EXCERPT –

So while I stand here admitting completely that I will be one of those enablers going to pick up Mass Effect 3 on launch day, my tail between my legs and eyes downcast, do not for a second think that I'm encouraging this behaviour.  If you're free of the grip that Mass Effect holds over me, by all means, show Bioware and EA that you won't tolerate this crap.  Be a stronger willed gamer than me.

Monday, 27 February 2012

Tribes Ascend: The Way Forward is Up

Oh Tribes, it has been too long.  In fact, it's been too long since we last saw a proper, fast paced shooter in the classic vein of Tribes, Unreal Tournament or Quake.  Why did these slick, skill-based shooters fall on the wayside to begin with?  What made the masses turn to the brown-washed world of Modern Medal of Battlefare, and abandon these bright, colourful and lightning fast games?  Well, truth be told, the answer is effectively pure speculation.

But I will indulge that urge to speculate and dissect the minds of the FPS loving masses.  To my eyes, while there are many potential reasons why these people turned from what hardcore gamers would consider the holy grail of FPS subgenres (if 'fast' shooters can be considered a subgenre, and I would argue they can), there are several key points that I believe trump all the rest.

The first is the feeling of being a badass.  Halo did this quite well.  I mean, right from the get-go, you're a super soldier equipped with incredibly powerful technology and weapons at your disposal, let loose to savage legion upon legion of alien hostiles.  And the best part is, everyone gets to feel like a badass, regardless of your skill level.  The easiest mode in the campaign gives the player a sense of extreme power as you unleash unrelenting carnage upon your enemies, while the famous Legendary mode will challenge even the hardcore FPS fan, offering a sense of accomplishment.  It was all quite marvelous.

Remember when shooters had more colours in their palate than brown?  Yeah, this game is pretty gorgeous.

However, somewhere along the way, the idea of giving out merit badges for accomplishing different feats became a big deal.  Beat a level on Legendary?  You get an achievement.  Get 5 kills in a row in multiplayer? The announcer makes sure to let everyone know how well you're doing.  All the while, these ideas were creeping into other titles.  Not to suggest Halo was the pioneer of this idea, but it's merely an example.

Where we can really start pointing fingers is in the Call of Duty franchise.  Now, believe it or not, this is a series that used to be held in high regard.  No really, it did.  Call of Duty 2 had a fantastic, fairly lengthy campaign.  Call of Duty 4 brought a lot of great ideas to multiplayer.  But suddenly, ideas became mandatory inclusions, to the point of becoming detrimental to the rest of the game, as the importance of kill streaks and leveling up in multiplayer led to declining quality elsewhere in the game.  The campaign for Modern Warfare 2, for example, was a complete joke.  This also led to lazy, "If it ain't broke, don't fix it" attitudes towards multiplayer, seeing effectively the same game re-re-(and yes, re)-released over and over.  We've now just had to endure Modern Warfare 3, and indeed Activision has already confirmed another Call of Duty this year to fill the "one a year" quota they seem to so direly need to keep up.

SUPPLIED DATA –
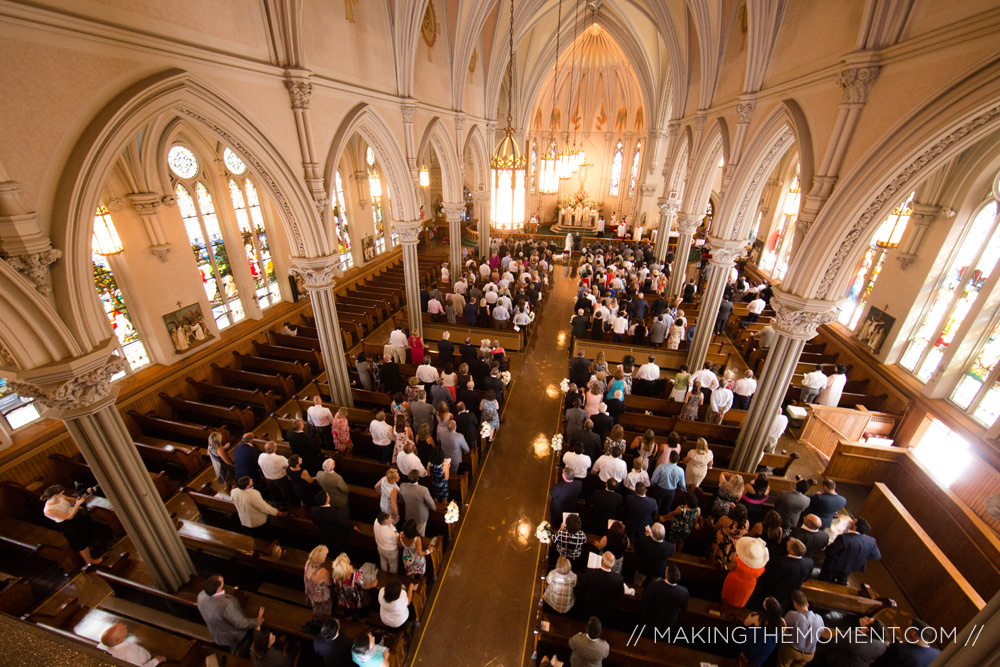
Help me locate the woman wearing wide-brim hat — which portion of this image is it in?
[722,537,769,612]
==
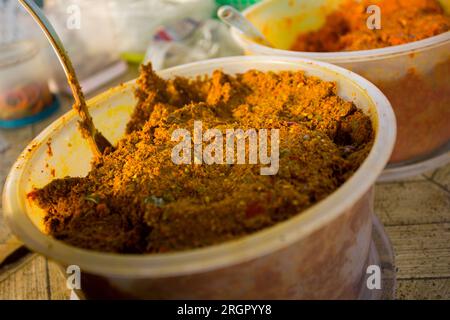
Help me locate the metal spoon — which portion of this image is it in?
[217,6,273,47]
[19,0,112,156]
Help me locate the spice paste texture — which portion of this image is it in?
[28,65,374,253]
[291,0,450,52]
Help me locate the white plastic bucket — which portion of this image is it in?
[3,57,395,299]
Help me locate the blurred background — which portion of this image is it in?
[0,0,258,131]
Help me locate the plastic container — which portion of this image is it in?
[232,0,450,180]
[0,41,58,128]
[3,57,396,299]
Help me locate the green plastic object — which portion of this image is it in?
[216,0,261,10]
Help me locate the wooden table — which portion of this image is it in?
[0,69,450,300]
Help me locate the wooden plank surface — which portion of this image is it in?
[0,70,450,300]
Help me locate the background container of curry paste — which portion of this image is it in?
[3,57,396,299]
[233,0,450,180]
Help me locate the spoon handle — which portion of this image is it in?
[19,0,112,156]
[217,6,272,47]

GIVEN REQUEST 1 –
From the blog post, copy the passage starting with "Tribes Ascend: The" and going on through "all the rest.".
GIVEN REQUEST 2 –
Answer these questions from the blog post:
(a) What date is given before the Tribes Ascend heading?
(b) Which game's campaign does the writer call a complete joke?
(c) Which Halo mode does the writer say will challenge even the hardcore FPS fan?
GIVEN REQUEST 3 –
Decide whether each statement agrees with the blog post. Answer yes or no, and quote the words that decide it.
(a) The writer will buy Mass Effect 3 on launch day.
(b) The writer claims Halo was the first game to give out merit badges for feats.
(c) According to the writer, Call of Duty 2 had a short campaign.

CORRECT RESULT 1 –
Tribes Ascend: The Way Forward is Up

Oh Tribes, it has been too long.  In fact, it's been too long since we last saw a proper, fast paced shooter in the classic vein of Tribes, Unreal Tournament or Quake.  Why did these slick, skill-based shooters fall on the wayside to begin with?  What made the masses turn to the brown-washed world of Modern Medal of Battlefare, and abandon these bright, colourful and lightning fast games?  Well, truth be told, the answer is effectively pure speculation.

But I will indulge that urge to speculate and dissect the minds of the FPS loving masses.  To my eyes, while there are many potential reasons why these people turned from what hardcore gamers would consider the holy grail of FPS subgenres (if 'fast' shooters can be considered a subgenre, and I would argue they can), there are several key points that I believe trump all the rest.

CORRECT RESULT 2 –
(a) Monday, 27 February 2012
(b) Modern Warfare 2
(c) Legendary mode

CORRECT RESULT 3 –
(a) Yes: "I will be one of those enablers going to pick up Mass Effect 3 on launch day"
(b) No: "Not to suggest Halo was the pioneer of this idea, but it's merely an example."
(c) No: "Call of Duty 2 had a fantastic, fairly lengthy campaign."